⟨
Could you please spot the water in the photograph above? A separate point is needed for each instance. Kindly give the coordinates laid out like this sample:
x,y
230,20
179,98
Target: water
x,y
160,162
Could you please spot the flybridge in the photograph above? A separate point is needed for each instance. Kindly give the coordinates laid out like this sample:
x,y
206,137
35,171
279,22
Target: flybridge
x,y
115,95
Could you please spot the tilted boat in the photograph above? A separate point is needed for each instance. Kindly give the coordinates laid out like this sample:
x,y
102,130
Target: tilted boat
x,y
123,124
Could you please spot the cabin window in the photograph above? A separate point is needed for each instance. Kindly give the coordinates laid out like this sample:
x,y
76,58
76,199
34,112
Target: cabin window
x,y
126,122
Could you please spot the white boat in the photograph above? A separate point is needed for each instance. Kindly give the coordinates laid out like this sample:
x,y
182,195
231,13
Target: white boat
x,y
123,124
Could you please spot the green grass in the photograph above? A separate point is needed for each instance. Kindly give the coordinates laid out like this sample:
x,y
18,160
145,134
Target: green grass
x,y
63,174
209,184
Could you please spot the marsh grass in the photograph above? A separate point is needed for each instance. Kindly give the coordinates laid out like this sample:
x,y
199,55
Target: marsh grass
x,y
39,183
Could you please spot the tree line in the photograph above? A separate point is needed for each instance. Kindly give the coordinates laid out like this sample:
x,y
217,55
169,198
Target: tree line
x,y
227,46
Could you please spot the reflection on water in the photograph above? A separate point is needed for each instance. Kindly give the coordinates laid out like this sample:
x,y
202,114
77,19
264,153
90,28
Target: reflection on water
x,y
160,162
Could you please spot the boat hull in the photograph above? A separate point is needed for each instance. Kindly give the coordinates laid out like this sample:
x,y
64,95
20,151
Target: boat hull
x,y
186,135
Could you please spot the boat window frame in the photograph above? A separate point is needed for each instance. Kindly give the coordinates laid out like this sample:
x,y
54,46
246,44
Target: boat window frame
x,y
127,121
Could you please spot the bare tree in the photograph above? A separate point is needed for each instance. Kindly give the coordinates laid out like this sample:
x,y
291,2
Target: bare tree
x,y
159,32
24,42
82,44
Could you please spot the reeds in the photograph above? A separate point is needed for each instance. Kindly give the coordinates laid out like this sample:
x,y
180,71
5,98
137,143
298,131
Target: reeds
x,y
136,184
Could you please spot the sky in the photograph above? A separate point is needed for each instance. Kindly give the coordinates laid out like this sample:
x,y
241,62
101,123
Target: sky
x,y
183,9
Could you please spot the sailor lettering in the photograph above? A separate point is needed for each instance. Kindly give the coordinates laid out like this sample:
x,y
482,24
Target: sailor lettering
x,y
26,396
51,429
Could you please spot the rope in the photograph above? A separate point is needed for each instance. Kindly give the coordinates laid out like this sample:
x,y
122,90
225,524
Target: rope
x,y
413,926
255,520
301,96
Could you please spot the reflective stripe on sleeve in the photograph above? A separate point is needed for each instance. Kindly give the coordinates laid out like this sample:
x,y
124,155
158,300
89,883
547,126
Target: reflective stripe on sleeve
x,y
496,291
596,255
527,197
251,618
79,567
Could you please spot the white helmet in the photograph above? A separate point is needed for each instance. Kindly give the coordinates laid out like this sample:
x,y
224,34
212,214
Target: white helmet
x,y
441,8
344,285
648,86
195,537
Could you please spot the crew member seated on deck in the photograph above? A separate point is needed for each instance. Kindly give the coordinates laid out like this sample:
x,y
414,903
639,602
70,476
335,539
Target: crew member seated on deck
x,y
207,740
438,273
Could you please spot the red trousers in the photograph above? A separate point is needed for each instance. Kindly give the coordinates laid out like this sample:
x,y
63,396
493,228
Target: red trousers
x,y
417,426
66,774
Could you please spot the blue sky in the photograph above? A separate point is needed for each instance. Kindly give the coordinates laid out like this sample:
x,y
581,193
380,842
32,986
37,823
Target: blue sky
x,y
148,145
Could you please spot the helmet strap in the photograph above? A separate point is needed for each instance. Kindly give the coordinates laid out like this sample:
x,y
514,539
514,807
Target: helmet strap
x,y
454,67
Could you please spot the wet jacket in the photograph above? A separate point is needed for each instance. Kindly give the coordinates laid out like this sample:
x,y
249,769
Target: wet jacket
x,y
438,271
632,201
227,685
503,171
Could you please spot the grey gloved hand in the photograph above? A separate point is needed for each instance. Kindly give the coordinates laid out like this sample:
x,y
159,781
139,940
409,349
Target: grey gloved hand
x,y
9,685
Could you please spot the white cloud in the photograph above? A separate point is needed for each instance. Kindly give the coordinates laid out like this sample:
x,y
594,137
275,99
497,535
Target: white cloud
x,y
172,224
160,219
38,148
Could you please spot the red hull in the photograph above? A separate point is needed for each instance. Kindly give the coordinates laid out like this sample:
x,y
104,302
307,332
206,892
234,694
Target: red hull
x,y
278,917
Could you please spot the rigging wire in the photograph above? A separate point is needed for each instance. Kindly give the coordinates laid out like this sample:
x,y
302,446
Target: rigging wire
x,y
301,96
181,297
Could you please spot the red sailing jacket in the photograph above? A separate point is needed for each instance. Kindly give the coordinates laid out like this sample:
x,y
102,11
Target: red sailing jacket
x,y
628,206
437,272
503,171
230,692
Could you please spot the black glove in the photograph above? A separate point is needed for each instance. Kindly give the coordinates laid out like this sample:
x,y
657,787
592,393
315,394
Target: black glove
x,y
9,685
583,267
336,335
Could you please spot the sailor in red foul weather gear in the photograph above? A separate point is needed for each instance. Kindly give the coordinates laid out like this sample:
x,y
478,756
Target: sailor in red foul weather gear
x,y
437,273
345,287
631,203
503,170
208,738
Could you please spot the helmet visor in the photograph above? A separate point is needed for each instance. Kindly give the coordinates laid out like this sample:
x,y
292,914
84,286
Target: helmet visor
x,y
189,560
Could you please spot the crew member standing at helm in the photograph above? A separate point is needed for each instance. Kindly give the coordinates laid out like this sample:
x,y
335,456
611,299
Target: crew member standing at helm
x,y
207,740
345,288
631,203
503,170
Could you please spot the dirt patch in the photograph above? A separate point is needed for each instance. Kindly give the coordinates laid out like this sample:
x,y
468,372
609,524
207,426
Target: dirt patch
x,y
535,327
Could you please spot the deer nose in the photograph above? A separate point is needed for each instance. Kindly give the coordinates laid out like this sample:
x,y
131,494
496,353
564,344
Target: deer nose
⟩
## Directions
Produce an exact copy of all the records.

## Finished answer
Could you please spot the water in the photograph above? A separate point is needed for each instance. Kindly give the coordinates laid out like this sample:
x,y
230,20
179,98
Target: water
x,y
160,162
Could you please spot the flybridge in the photograph above? A separate point is needed for each instance. Kindly give the coordinates laid out like this sample:
x,y
206,137
35,171
279,22
Target: flybridge
x,y
115,95
Could you please spot the tilted boat in the photograph above? A separate point is needed for each instance. Kindly give the coordinates laid out like this sample:
x,y
102,130
Target: tilted boat
x,y
123,124
Could you please spot the cabin window in the photograph above? A separate point is needed for each instance. Kindly give the coordinates laid out like this sample:
x,y
76,58
76,199
34,112
Target: cabin window
x,y
126,122
Could you please spot the white boat in the photograph above? A separate point is needed for each instance. Kindly give the coordinates laid out like this sample:
x,y
182,195
231,13
Target: white boat
x,y
123,124
Could you please spot the green grass in the photograph above? A separate point is needed for each instance. Kindly give the coordinates laid out like this sample:
x,y
18,160
145,134
Target: green grass
x,y
63,174
209,184
Could you please spot the marsh grass in the photograph above? A separate point is needed for each instance. Kindly give the coordinates laid out like this sample:
x,y
199,55
Target: marsh grass
x,y
39,183
Could you please spot the tree line in the photograph above? A separate point is needed for each instance. Kindly give the coordinates laid out like this sample:
x,y
217,55
169,198
Target: tree line
x,y
227,46
Could you please spot the reflection on water in the photograph above? A separate point is needed for each instance. Kindly give the coordinates laid out like this sample:
x,y
202,114
77,19
264,153
90,28
Target: reflection on water
x,y
160,162
Could you please spot the boat hull in the photograph above? A separate point is needed for each instance. Kindly give the coordinates laid out like this sample:
x,y
64,95
20,151
Target: boat hull
x,y
186,135
Could you please spot the boat window frame in the photograph above? A separate point is needed for each instance. Kindly give the coordinates laid out like this sample:
x,y
54,46
246,44
Target: boat window frame
x,y
127,121
Could you please spot the bare tree in the photograph above? A separate point is needed for each instance. Kindly give the coordinates laid out like this sample:
x,y
291,2
Target: bare tree
x,y
159,32
24,42
82,44
Could you please spot the reeds in the photograph above? A separate point is needed for each instance. Kindly give the coordinates laid out like this sample:
x,y
180,71
5,98
137,143
298,131
Target: reeds
x,y
136,184
Could you please spot the sky in the photograph above? A separate point is needed for each instance. Kindly give the coordinates laid out like this sample:
x,y
241,62
101,123
Target: sky
x,y
183,9
Could you please spot the sailor lettering in the photograph above? A separate point is needed for each instance. Kindly give the coordinates laid out like this sample:
x,y
482,24
Target: sailor lettering
x,y
26,396
51,429
Could you please spot the rope in the photograph above? A separate point is needed for each instance. Kindly give the coordinates laid out like this sample:
x,y
122,90
225,524
Target: rope
x,y
413,926
255,520
301,96
Could you please spot the reflective stripe on sleeve in the photograph above? A separate point is needed for each instance. Kindly give the coordinates laid out like this sample:
x,y
124,155
158,300
89,883
547,126
Target: reflective stripe on sleeve
x,y
496,291
596,255
527,197
251,618
79,567
Could you please spot the white helmet in the photograph above? A separate point is needed for each instance. Kindly give the coordinates laid out like this sample:
x,y
224,34
212,214
Target: white helmet
x,y
441,8
344,285
648,86
195,537
Could you please spot the crew member seated on deck in the photograph above? A separate point is needed for each instance. Kindly give the coordinates laid out like this sample:
x,y
414,903
639,602
70,476
335,539
Target: crew member seated on deck
x,y
207,740
438,273
Could you please spot the red trousers in the photograph above? A separate point is needed for each instance. Kindly give the coordinates laid out like this sample:
x,y
63,396
493,228
Target: red trousers
x,y
417,426
66,774
Could you please spot the blue sky in the photograph above? A separate point is needed for each instance. Kindly give the coordinates laid out like this sample:
x,y
581,193
380,842
32,986
37,823
Target: blue sky
x,y
148,145
Could you please spot the helmet strap in the photograph above? A separate point is needed for each instance. Kindly give the coordinates laid out like this sample:
x,y
514,539
514,807
Target: helmet strap
x,y
454,67
Could you please spot the wet jacket in the photograph above? A separate point is needed for each instance. Kindly give the coordinates laid out like this sample:
x,y
249,769
Target: wet jacket
x,y
438,271
632,201
227,685
503,171
Could you please spot the grey gloved hand in the photograph above? A separate point is needed for each instance. Kindly give the coordinates laid out like this sample:
x,y
159,781
139,940
409,349
Target: grey gloved hand
x,y
9,685
Could you please spot the white cloud in the photograph above? A separate point is needed for each instance. Kindly give the coordinates laid out like this sample:
x,y
594,137
275,99
497,535
Target: white cloud
x,y
172,224
160,219
38,148
Could you please spot the red hull in the photograph above? A separate point is needed for each instance. Kindly give the coordinates laid out like this sample:
x,y
104,302
307,332
206,892
234,694
Target: red hull
x,y
278,917
Could you please spot the rigging wire in the photograph above? A separate point is needed for each instance. Kindly give the coordinates laid out like this sample:
x,y
302,446
Target: rigging wire
x,y
301,96
181,297
Could you please spot the red sailing jacket in the photograph above? A separate point is needed for each instance. Kindly give the coordinates laid out like this sample:
x,y
102,11
Target: red sailing jacket
x,y
628,206
437,272
503,171
230,692
Could you please spot the black glove in the photograph above? A separate point is needed for each instance. Kindly give the coordinates laid out like this sample:
x,y
657,787
592,393
315,394
Target: black glove
x,y
9,685
583,267
336,335
Could you please spot the sailor in red foul weather gear in the photograph above? A separate point is needed for each instance. Kindly give the coordinates laid out like this sample:
x,y
478,756
Target: sailor in red foul weather gear
x,y
437,273
345,287
631,203
503,170
208,738
Could you please spot the helmet visor in the photograph above? A separate point is needed for each instance. Kindly give the coordinates laid out like this sample:
x,y
292,914
84,286
Target: helmet visor
x,y
189,560
Could you please spot the crew member standing at helm in the photograph above? A separate point is needed for each instance. Kindly give the coordinates laid out like this sample:
x,y
335,456
611,299
Target: crew member standing at helm
x,y
207,740
345,288
631,203
503,170
Could you please spot the dirt patch in the photograph above? A separate point is needed for each instance. Kindly give the coordinates laid out like this sample:
x,y
468,372
609,524
207,426
Target: dirt patch
x,y
535,327
Could you please spot the deer nose in the photograph above? A separate point is needed for each instance. Kindly give the coordinates laid out like this sample:
x,y
131,494
496,353
564,344
Target: deer nose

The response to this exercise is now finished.